▶ [WORK TO BE COMPLETED]: Copy exactly the lines from the "# point at: bee's compound" line to the end, both included, and nothing else.

Named object pointing entries
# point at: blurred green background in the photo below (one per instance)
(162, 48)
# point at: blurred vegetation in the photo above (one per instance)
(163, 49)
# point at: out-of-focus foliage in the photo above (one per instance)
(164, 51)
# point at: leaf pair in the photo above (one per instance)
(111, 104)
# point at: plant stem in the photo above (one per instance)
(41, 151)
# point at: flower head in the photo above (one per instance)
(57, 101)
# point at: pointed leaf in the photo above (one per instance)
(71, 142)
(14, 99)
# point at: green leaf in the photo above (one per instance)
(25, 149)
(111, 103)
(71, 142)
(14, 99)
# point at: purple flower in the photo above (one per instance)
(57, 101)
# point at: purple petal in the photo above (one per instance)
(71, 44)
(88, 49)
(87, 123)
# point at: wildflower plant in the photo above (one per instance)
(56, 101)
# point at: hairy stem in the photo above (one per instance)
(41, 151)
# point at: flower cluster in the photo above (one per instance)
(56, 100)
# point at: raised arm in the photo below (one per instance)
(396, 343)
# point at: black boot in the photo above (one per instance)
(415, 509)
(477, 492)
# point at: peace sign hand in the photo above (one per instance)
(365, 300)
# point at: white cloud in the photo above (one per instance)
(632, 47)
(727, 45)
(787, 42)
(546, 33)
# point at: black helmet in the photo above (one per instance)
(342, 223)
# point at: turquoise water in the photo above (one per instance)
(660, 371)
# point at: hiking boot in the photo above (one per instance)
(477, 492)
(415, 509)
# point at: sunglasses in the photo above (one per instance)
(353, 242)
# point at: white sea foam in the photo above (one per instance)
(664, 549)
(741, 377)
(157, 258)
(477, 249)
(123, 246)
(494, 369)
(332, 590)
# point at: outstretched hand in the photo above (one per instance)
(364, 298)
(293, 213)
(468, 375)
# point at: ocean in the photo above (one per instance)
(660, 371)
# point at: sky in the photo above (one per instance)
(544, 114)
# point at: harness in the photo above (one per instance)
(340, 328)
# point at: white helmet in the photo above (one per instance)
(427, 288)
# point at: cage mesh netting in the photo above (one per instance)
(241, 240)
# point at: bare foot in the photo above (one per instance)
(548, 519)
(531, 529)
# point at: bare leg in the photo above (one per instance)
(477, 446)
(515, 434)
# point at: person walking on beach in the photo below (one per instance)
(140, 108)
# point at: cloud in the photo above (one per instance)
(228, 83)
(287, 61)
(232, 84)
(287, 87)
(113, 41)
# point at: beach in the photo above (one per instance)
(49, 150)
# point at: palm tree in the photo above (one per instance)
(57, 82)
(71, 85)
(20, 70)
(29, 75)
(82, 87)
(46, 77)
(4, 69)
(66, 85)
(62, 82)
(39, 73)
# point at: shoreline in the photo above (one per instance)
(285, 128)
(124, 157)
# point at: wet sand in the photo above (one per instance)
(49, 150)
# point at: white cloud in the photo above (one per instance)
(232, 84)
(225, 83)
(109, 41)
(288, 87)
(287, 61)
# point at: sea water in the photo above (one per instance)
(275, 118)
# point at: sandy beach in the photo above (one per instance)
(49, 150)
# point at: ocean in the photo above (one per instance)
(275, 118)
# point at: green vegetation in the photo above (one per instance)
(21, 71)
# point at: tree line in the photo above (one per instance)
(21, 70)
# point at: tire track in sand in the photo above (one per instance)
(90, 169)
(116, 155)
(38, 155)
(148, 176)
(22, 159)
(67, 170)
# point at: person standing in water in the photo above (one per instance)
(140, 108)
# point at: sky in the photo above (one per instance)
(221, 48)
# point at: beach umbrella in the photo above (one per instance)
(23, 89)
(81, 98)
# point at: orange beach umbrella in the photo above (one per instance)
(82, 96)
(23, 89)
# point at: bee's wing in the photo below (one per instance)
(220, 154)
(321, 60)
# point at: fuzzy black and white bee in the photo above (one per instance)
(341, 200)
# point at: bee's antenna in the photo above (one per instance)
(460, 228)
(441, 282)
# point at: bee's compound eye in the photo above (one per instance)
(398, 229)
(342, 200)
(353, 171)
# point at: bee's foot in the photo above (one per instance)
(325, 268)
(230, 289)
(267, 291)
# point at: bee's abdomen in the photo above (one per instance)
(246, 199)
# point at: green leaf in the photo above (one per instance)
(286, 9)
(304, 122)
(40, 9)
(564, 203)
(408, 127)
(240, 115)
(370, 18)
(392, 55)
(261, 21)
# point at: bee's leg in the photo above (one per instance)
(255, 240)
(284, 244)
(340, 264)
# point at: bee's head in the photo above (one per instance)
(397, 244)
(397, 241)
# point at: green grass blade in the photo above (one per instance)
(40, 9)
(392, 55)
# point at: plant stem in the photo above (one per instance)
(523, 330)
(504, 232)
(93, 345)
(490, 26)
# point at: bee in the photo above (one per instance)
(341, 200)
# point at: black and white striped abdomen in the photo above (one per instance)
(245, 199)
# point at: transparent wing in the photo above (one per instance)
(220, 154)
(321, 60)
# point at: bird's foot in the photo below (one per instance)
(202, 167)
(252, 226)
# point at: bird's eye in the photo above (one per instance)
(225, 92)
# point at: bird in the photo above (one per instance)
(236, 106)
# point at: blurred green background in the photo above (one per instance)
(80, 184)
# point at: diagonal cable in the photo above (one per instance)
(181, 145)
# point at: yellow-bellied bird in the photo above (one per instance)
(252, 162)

▶ [THE SOLUTION]:
# point at: bee's compound eye in the photo above (one per instance)
(398, 229)
(342, 200)
(353, 171)
# point at: bee's foot in the photo above (one per instance)
(325, 268)
(230, 289)
(267, 291)
# point at: bee's abdomen in the photo above (one per instance)
(246, 199)
# point at: green leaf in the photo above (one per instance)
(286, 9)
(304, 122)
(40, 9)
(564, 203)
(408, 127)
(240, 115)
(370, 18)
(392, 55)
(261, 21)
# point at: bee's leg in the photo above (one per instance)
(255, 240)
(284, 244)
(340, 264)
# point at: bee's head in the photo above (one per instance)
(397, 244)
(397, 241)
# point at: green grass blade in the photo above (one per instance)
(40, 9)
(392, 55)
# point at: plant stem in the photo above (one per instance)
(523, 330)
(504, 232)
(93, 345)
(490, 26)
# point at: bee in the photo above (one per instance)
(341, 200)
# point at: black and white striped abdomen in the photo above (one per instance)
(245, 199)
# point at: transparent wing in the photo above (one per instance)
(220, 154)
(321, 60)
# point at: bird's foot in the photo below (one per instance)
(202, 167)
(252, 226)
# point at: bird's eye in the photo above (one per instance)
(225, 92)
# point at: bird in the photo above (one per instance)
(236, 106)
# point at: blurred green background in the photo above (one per instance)
(80, 184)
# point at: diagonal cable in the photo above (one per instance)
(181, 145)
# point at: yellow-bellied bird in the photo above (one per instance)
(252, 162)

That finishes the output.